> **The problem**
Copy the lines exactly, from the first line of the records through the line containing "x=47, y=335", including both ends.

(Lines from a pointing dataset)

%%

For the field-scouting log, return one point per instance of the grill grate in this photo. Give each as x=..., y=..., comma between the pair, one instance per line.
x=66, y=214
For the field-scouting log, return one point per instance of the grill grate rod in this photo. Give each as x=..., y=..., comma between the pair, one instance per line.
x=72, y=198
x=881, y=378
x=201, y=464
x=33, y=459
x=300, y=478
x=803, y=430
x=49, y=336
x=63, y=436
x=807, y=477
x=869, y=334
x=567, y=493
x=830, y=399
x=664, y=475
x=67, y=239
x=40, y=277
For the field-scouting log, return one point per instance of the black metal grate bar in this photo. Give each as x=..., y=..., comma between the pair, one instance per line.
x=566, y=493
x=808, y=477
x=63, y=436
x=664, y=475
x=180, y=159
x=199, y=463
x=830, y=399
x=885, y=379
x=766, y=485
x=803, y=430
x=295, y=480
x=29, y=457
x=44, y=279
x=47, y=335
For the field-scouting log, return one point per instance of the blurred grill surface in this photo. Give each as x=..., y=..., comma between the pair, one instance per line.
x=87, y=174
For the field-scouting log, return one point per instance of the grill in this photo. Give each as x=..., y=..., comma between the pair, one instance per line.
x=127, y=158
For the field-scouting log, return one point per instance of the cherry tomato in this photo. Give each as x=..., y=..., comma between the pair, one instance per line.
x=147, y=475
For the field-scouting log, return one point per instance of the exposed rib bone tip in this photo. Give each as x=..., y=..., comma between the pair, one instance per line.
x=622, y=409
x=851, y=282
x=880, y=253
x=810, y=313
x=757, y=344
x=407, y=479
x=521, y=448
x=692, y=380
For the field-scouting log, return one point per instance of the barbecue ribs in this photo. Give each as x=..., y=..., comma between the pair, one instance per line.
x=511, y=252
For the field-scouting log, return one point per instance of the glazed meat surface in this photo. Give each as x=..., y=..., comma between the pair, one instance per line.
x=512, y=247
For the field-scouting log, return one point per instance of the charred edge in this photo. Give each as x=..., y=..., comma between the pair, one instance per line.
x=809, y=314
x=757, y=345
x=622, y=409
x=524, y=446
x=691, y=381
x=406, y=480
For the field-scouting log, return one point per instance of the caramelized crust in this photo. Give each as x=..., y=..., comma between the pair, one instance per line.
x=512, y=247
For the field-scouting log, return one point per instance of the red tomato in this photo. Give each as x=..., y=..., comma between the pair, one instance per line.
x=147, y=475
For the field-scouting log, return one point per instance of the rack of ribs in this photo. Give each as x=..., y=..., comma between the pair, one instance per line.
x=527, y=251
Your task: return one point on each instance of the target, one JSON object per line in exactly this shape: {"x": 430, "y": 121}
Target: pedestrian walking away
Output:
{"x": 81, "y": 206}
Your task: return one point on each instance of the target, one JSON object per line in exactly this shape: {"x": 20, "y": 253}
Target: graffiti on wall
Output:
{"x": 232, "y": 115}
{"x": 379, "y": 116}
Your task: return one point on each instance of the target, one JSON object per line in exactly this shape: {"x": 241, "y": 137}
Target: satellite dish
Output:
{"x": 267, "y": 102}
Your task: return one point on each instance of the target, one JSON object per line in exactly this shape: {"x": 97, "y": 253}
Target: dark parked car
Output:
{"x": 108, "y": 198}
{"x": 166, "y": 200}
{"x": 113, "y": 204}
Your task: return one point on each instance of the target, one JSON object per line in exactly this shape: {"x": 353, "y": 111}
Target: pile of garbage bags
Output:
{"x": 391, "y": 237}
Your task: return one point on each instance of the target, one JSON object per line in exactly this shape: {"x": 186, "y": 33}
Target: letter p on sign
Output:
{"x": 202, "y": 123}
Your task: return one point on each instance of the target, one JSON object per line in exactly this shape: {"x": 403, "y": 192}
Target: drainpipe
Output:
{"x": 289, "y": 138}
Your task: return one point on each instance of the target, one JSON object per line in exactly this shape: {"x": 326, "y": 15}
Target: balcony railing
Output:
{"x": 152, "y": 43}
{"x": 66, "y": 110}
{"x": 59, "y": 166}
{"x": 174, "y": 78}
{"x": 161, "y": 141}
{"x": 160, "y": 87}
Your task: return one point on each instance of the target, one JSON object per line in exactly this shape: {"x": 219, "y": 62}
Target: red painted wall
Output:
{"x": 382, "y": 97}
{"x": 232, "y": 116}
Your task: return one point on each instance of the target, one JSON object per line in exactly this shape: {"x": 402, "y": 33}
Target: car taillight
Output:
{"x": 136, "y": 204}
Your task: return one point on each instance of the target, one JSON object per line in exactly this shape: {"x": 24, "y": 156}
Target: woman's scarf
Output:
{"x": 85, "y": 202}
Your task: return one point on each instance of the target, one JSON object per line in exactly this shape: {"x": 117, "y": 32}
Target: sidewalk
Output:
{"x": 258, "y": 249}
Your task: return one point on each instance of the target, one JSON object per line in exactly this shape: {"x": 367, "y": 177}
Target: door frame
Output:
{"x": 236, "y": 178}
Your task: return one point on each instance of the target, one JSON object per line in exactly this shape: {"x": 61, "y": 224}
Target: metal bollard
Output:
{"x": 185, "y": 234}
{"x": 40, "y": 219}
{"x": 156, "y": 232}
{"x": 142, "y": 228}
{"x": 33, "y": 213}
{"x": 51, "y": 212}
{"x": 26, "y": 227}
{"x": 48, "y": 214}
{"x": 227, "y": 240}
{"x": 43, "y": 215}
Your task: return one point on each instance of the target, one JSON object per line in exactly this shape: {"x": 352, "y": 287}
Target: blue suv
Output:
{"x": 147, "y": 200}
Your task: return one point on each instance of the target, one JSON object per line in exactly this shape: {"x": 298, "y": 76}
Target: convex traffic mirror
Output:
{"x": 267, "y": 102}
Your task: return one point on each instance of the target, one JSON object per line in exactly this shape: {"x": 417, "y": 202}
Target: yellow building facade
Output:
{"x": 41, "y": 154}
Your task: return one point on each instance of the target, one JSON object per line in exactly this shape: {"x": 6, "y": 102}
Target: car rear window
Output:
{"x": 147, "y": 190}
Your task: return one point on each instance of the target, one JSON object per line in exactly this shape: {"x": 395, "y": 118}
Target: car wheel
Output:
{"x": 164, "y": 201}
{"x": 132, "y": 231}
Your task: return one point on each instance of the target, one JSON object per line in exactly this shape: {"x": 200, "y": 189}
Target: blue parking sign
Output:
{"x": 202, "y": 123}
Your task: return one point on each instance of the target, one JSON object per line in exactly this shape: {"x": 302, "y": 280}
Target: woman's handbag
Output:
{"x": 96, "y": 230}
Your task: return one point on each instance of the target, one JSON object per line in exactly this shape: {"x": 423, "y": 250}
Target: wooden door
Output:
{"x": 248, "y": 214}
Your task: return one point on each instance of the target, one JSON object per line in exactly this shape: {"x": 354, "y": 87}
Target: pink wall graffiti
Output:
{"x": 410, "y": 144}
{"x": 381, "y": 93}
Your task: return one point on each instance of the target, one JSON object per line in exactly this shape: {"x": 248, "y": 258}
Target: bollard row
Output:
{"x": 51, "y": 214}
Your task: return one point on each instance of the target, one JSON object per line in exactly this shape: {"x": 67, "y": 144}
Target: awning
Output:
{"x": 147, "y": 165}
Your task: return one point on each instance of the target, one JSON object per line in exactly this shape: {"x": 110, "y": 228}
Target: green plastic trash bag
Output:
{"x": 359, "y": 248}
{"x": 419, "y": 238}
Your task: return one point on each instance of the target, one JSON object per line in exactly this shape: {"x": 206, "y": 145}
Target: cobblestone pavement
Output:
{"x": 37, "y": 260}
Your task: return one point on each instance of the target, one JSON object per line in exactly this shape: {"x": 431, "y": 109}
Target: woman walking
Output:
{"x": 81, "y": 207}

%%

> **Task output**
For the field-scouting log, return one point per instance of the grill grate in this photo. Give each as x=..., y=..., comma between the pair, one instance per line.
x=66, y=214
For the field-scouting log, return one point per instance of the grill grate rod in this photo. Give each as x=..., y=..., comma between the pair, one instance per line.
x=72, y=198
x=881, y=378
x=201, y=464
x=33, y=459
x=300, y=478
x=803, y=430
x=49, y=336
x=63, y=436
x=807, y=477
x=869, y=334
x=567, y=493
x=830, y=399
x=664, y=475
x=67, y=239
x=40, y=277
For the field-scouting log, return one point per instance of the black metal grate bar in this photo. Give each as x=..., y=..., comma between the pair, one instance per line.
x=566, y=493
x=808, y=477
x=63, y=436
x=664, y=475
x=180, y=159
x=199, y=463
x=830, y=399
x=885, y=379
x=766, y=485
x=803, y=430
x=295, y=480
x=29, y=457
x=44, y=279
x=47, y=335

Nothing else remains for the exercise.